Position annotation records

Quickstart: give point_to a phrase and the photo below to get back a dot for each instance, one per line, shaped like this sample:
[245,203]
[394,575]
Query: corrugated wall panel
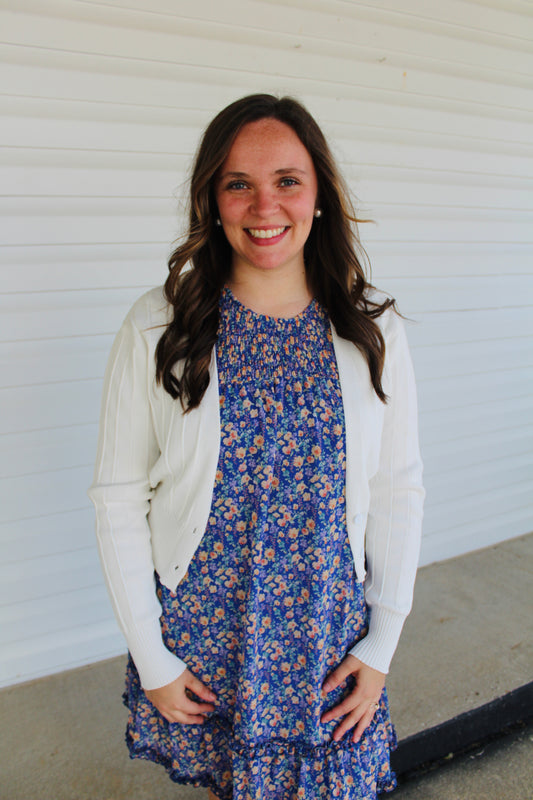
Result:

### Work to be completed
Identify each line above that contains the string "phrase", and copy those lines.

### Task output
Quickstart: give point_to a phrase and the photo below to get back a dot for each instance, one per line, shaped like this sample:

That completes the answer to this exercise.